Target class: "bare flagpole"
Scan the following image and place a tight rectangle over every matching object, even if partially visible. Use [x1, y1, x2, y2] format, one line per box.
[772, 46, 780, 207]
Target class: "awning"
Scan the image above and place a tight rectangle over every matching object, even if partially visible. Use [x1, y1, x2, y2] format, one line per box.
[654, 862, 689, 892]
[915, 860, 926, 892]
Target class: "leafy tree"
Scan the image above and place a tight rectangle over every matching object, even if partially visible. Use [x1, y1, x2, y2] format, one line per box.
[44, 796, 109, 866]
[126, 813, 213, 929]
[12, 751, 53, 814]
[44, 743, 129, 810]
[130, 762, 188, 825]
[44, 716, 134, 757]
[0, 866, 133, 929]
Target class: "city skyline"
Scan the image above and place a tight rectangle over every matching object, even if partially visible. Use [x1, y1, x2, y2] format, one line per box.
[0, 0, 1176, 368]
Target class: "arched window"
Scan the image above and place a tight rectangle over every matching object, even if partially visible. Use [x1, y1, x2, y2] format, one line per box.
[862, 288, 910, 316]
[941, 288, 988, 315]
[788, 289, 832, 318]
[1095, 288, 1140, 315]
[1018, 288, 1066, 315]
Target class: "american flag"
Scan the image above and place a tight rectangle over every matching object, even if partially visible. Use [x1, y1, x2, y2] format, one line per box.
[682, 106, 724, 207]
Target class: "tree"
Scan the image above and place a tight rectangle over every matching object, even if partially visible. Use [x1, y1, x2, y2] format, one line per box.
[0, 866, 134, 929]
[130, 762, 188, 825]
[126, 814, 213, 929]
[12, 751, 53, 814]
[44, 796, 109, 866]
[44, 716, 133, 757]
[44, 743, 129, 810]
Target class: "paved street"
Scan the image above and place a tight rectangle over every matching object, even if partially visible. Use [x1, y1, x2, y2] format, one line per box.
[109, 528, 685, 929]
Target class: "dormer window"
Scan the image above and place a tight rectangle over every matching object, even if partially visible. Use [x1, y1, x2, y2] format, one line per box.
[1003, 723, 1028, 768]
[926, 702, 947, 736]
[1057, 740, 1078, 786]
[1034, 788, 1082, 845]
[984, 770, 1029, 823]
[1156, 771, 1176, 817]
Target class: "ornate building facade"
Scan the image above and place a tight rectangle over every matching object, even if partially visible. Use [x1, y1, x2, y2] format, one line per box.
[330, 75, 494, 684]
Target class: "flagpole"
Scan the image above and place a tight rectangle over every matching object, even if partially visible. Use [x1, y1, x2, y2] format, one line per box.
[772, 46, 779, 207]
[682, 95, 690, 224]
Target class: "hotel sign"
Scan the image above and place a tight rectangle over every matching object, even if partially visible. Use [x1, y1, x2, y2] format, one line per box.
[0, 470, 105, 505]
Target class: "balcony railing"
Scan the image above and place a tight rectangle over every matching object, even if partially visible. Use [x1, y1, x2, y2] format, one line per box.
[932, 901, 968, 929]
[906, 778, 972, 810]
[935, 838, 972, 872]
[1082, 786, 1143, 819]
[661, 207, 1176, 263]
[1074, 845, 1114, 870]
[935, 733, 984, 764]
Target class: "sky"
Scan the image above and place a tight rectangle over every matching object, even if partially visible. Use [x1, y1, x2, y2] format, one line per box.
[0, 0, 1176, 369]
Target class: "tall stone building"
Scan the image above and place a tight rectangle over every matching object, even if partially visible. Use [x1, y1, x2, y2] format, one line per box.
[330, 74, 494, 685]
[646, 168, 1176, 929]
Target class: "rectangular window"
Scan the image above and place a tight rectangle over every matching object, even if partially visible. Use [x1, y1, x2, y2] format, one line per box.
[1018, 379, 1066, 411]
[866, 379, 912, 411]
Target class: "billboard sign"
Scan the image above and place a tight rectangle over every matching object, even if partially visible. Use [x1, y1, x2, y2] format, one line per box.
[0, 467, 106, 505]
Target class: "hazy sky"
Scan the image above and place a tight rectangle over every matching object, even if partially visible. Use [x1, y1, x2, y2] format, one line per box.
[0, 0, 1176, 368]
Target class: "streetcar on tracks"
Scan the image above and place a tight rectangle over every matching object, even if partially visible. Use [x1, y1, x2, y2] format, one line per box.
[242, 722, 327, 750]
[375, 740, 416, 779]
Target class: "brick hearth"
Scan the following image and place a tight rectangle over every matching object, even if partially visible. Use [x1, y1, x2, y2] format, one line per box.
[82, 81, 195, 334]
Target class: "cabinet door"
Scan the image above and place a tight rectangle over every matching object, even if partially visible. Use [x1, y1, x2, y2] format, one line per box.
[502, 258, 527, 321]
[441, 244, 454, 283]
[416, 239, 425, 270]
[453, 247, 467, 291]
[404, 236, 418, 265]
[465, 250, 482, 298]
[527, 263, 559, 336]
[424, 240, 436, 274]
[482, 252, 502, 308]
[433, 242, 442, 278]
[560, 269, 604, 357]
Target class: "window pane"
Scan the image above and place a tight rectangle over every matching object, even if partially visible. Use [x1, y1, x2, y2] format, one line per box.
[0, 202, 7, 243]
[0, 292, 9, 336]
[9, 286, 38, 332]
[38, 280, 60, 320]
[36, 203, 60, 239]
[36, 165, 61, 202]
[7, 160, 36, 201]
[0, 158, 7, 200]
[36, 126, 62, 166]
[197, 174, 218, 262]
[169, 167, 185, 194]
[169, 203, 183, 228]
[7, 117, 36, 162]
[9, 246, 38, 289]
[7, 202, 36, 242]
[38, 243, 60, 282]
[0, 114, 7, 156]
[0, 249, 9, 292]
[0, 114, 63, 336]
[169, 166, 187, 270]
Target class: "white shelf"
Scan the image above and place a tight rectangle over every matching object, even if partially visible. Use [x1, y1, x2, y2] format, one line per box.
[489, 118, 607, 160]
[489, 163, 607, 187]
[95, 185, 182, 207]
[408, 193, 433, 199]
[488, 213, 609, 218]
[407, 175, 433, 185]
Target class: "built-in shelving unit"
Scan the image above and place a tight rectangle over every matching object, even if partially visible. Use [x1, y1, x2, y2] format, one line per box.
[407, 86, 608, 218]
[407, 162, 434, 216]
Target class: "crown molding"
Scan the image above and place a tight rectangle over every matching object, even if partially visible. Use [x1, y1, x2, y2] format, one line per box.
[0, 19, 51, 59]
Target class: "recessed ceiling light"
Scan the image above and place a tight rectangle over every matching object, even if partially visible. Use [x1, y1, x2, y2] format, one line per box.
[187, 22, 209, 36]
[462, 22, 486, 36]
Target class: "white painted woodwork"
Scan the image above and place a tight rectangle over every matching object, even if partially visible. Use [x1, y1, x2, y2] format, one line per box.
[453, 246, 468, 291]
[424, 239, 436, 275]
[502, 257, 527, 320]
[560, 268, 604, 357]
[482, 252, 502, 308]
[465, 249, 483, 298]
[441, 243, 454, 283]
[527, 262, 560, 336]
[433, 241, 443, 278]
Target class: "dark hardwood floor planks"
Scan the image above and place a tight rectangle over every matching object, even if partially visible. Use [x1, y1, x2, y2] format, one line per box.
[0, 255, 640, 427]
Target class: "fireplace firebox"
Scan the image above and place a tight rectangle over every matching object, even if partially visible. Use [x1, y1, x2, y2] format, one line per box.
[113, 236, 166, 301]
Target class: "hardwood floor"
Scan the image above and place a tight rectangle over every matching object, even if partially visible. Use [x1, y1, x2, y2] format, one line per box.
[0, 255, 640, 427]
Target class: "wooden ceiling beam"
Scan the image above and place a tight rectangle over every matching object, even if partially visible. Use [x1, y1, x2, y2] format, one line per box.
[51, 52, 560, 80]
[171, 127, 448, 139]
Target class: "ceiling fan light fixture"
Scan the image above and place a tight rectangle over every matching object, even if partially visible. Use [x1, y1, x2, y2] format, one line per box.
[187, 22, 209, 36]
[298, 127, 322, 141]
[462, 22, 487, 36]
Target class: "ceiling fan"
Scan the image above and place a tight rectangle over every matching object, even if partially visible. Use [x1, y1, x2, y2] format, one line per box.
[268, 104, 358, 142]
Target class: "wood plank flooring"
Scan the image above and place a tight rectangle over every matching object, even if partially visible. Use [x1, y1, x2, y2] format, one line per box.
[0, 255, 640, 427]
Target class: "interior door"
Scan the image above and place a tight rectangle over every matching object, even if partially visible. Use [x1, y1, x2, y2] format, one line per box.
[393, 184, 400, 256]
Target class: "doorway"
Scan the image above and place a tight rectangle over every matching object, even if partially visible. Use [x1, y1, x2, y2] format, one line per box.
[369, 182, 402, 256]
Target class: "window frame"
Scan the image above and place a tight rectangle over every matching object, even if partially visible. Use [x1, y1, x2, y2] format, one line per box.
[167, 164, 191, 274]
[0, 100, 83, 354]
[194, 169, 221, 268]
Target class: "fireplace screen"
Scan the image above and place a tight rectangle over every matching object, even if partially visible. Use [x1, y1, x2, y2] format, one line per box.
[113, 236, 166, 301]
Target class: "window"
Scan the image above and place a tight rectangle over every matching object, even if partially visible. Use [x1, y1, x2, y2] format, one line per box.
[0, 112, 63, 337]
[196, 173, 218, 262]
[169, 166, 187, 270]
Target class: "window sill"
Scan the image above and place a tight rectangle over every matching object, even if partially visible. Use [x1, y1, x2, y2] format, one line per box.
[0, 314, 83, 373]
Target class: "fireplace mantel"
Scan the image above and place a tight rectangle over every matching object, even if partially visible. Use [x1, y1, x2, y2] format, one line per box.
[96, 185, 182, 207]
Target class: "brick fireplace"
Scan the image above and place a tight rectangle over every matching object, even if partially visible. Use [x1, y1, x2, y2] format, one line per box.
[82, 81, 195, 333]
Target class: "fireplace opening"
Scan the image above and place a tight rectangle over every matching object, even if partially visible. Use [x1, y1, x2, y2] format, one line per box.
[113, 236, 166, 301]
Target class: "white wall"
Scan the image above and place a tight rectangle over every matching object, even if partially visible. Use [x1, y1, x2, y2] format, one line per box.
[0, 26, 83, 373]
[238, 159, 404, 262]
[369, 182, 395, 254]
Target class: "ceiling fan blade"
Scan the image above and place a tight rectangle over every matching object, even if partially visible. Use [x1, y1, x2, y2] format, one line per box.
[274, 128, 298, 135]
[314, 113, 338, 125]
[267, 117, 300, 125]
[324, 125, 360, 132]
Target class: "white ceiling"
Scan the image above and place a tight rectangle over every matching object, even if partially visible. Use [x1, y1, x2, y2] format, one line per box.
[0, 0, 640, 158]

........

→ **Required task**
Gather every line in the rows above that contains the string "building", matching case exactly.

→ **Solved problem**
Target class: "ornate building facade"
Target class: "tall stone building"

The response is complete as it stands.